From 371824f0789d6e491216f266bf62955a73b49858 Mon Sep 17 00:00:00 2001
From: Mark Andrews <marka@isc.org>
Date: Fri, 19 Jan 2024 12:37:10 +1100
Subject: [PATCH 1/3] Address infinite loop when processing $GENERATE

In nibble mode if the value to be converted was negative the parser
would loop forever.  Process the value as an unsigned int instead
of as an int to prevent sign extension when shifting.

This was found by Eric Sesterhenn from X41.
---
 lib/dns/master.c | 3 ++-
 1 file changed, 2 insertions(+), 1 deletion(-)

********

> Activity
Extend the $GENERATE patch text, beginning right after its final line. The entries are not needed for this work.

********

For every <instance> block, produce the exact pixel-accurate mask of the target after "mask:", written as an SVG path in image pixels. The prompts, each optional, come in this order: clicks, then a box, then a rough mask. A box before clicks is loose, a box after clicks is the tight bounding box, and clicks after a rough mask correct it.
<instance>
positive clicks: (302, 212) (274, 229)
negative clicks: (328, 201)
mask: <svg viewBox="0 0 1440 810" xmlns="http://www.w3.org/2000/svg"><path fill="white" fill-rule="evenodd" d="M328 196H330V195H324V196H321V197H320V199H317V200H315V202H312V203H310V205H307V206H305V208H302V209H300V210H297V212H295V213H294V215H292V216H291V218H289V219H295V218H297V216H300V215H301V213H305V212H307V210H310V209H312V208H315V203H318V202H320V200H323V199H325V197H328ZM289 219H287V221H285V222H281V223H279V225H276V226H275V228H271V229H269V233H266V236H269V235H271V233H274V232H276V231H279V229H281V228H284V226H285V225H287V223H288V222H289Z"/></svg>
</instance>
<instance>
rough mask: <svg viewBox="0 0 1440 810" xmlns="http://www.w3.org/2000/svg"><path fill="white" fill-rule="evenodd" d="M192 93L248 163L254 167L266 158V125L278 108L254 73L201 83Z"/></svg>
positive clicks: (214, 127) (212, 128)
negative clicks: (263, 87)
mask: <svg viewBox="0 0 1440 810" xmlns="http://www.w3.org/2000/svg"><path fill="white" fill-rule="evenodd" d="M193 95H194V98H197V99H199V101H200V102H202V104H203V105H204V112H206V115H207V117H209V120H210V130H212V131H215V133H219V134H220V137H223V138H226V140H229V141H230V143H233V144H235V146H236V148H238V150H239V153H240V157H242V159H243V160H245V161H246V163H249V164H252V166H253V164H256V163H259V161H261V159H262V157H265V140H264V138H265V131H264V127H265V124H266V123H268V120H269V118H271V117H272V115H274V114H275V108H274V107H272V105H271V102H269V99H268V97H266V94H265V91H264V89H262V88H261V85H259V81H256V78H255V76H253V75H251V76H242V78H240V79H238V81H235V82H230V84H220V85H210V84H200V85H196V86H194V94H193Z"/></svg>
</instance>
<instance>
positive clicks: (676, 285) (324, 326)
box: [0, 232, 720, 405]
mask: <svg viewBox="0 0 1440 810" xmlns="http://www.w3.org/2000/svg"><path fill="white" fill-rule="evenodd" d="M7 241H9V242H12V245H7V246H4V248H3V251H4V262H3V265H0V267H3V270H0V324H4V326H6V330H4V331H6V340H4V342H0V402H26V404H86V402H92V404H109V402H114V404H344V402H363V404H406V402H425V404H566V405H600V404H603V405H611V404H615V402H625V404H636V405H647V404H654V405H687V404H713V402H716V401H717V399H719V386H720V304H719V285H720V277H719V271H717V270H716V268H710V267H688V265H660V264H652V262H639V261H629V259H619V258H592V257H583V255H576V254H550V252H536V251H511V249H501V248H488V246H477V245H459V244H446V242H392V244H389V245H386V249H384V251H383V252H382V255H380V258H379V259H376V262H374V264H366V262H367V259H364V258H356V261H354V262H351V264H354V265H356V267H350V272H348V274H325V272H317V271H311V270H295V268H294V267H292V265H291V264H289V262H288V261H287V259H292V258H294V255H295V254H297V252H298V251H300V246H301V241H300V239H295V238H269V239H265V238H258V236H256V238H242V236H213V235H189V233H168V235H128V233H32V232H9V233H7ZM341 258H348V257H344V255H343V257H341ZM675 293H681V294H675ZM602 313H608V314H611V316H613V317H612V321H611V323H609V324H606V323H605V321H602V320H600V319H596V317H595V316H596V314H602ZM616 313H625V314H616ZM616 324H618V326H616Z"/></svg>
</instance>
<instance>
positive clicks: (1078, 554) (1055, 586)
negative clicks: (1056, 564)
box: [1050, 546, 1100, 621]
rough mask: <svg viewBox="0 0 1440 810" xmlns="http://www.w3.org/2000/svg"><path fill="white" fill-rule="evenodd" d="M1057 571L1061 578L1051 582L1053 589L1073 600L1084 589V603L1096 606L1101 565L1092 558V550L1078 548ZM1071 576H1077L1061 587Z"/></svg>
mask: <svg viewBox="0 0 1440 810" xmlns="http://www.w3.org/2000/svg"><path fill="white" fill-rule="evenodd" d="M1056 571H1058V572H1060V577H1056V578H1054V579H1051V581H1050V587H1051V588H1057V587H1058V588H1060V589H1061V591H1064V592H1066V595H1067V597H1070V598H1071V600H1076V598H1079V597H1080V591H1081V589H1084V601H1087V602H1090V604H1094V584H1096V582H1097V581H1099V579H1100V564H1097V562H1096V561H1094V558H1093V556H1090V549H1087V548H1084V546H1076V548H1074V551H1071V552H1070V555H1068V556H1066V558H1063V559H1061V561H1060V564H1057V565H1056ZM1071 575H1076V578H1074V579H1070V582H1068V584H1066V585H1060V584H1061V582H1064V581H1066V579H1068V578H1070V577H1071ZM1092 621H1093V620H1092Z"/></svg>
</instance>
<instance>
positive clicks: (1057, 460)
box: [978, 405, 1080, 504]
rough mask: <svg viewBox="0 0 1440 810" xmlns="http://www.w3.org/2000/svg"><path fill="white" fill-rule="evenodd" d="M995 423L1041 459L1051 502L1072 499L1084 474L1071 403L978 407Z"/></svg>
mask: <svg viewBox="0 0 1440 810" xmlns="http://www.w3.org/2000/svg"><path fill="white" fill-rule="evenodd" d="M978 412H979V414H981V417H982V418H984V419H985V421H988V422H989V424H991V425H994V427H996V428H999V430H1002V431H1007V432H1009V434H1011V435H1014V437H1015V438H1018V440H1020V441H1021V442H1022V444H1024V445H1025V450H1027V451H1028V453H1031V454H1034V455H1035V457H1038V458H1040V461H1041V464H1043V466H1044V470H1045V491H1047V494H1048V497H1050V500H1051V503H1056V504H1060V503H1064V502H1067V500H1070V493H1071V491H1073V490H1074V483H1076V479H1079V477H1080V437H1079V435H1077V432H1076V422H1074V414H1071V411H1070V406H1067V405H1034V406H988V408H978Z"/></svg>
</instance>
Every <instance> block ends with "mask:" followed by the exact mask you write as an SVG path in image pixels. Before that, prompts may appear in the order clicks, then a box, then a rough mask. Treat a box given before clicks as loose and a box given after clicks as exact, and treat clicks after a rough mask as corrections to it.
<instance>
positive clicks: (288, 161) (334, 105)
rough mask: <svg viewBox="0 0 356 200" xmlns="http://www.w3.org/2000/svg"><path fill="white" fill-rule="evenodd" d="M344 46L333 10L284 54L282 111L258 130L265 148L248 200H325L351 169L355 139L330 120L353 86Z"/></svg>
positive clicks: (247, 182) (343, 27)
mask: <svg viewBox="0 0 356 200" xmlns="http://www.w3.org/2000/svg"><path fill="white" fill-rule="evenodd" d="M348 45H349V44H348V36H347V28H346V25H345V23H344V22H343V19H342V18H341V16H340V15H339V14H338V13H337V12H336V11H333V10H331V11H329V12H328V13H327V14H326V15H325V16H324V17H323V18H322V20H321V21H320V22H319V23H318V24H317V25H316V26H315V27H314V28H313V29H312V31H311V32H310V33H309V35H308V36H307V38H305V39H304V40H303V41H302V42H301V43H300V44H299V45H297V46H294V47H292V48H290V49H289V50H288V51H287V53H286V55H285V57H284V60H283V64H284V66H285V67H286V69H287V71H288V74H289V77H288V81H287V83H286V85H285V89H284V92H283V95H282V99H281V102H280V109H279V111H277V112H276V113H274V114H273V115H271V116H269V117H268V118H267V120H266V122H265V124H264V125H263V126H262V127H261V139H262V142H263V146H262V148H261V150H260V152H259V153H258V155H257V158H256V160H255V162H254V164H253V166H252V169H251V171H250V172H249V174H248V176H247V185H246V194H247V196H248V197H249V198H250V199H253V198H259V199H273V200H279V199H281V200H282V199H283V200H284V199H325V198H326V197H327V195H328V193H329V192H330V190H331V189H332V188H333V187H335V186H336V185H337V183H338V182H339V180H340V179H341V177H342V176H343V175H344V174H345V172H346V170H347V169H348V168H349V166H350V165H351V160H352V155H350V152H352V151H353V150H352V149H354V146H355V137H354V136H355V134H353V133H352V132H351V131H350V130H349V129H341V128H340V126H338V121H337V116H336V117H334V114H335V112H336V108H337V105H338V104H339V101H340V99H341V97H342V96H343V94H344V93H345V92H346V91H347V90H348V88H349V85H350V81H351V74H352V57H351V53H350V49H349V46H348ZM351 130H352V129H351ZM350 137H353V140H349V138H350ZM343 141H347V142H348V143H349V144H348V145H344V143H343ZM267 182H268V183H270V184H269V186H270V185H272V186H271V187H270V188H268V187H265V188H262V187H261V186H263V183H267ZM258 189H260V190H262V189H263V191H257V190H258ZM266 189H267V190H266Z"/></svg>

********

> Reply
diff --git a/lib/dns/master.c b/lib/dns/master.c
index a9e7960d96..9f7258b3b3 100644
--- a/lib/dns/master.c
+++ b/lib/dns/master.c
@@ -581,7 +581,8 @@ static const char *hex = "0123456789abcdef0123456789ABCDEF";
  * counting the terminating NUL.
  */
 static unsigned int
-nibbles(char *numbuf, size_t length, unsigned int width, char mode, int value) {
+nibbles(char *numbuf, size_t length, unsigned int width, char mode,
+	unsigned int value) {
 	unsigned int count = 0;
 
 	/*

From 32535de856db26e70b657ccf17a22c4e891672e6 Mon Sep 17 00:00:00 2001
From: Mark Andrews <marka@isc.org>
Date: Fri, 19 Jan 2024 12:42:13 +1100
Subject: [PATCH 2/3] Test $GENERATE in nibble mode with a negative value

Negative values used to cause $GENERATE to loop forever.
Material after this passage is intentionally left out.